**Work to complete:**
Reproduce the material below word for word, keeping every line and character as it appears.

Object detection data
--------

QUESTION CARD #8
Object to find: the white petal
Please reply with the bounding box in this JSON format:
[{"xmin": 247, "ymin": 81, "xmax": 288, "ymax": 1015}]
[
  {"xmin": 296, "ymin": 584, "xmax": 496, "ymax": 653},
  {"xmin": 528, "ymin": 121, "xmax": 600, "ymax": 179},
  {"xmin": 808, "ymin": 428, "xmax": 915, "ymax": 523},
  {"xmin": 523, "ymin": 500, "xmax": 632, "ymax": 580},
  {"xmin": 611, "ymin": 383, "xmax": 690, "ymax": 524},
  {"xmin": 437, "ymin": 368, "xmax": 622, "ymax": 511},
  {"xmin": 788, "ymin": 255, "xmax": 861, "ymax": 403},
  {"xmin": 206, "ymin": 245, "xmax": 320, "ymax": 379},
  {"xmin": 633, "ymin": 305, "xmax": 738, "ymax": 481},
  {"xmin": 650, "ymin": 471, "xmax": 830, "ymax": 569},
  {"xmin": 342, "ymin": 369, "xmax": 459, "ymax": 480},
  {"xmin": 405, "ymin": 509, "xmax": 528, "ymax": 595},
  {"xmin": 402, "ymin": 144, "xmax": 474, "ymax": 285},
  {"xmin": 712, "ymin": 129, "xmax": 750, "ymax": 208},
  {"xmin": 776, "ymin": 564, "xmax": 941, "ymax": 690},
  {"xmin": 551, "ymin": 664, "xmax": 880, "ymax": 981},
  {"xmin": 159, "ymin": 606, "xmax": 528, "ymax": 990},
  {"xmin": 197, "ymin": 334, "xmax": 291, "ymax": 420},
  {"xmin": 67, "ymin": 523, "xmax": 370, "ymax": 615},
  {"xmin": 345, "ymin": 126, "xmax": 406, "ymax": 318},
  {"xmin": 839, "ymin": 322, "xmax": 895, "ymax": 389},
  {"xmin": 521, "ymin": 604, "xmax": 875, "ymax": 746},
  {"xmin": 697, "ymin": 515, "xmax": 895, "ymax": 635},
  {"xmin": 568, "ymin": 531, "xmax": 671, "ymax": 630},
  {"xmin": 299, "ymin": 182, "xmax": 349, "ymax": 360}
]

--------

**The answer:**
QUESTION CARD #8
Object to find: the white petal
Please reply with the bounding box in this JSON format:
[{"xmin": 247, "ymin": 81, "xmax": 288, "ymax": 1015}]
[
  {"xmin": 296, "ymin": 584, "xmax": 496, "ymax": 653},
  {"xmin": 528, "ymin": 121, "xmax": 600, "ymax": 179},
  {"xmin": 808, "ymin": 428, "xmax": 915, "ymax": 523},
  {"xmin": 523, "ymin": 500, "xmax": 632, "ymax": 580},
  {"xmin": 611, "ymin": 383, "xmax": 690, "ymax": 524},
  {"xmin": 437, "ymin": 368, "xmax": 622, "ymax": 511},
  {"xmin": 788, "ymin": 255, "xmax": 861, "ymax": 403},
  {"xmin": 206, "ymin": 245, "xmax": 320, "ymax": 379},
  {"xmin": 633, "ymin": 305, "xmax": 738, "ymax": 481},
  {"xmin": 650, "ymin": 471, "xmax": 830, "ymax": 569},
  {"xmin": 342, "ymin": 369, "xmax": 459, "ymax": 480},
  {"xmin": 405, "ymin": 509, "xmax": 528, "ymax": 595},
  {"xmin": 402, "ymin": 144, "xmax": 474, "ymax": 285},
  {"xmin": 712, "ymin": 129, "xmax": 750, "ymax": 208},
  {"xmin": 776, "ymin": 564, "xmax": 941, "ymax": 690},
  {"xmin": 551, "ymin": 664, "xmax": 880, "ymax": 981},
  {"xmin": 159, "ymin": 606, "xmax": 528, "ymax": 990},
  {"xmin": 197, "ymin": 334, "xmax": 291, "ymax": 420},
  {"xmin": 67, "ymin": 523, "xmax": 370, "ymax": 615},
  {"xmin": 345, "ymin": 126, "xmax": 406, "ymax": 318},
  {"xmin": 839, "ymin": 322, "xmax": 895, "ymax": 389},
  {"xmin": 521, "ymin": 604, "xmax": 875, "ymax": 746},
  {"xmin": 697, "ymin": 515, "xmax": 895, "ymax": 635},
  {"xmin": 568, "ymin": 531, "xmax": 671, "ymax": 630},
  {"xmin": 299, "ymin": 182, "xmax": 349, "ymax": 360}
]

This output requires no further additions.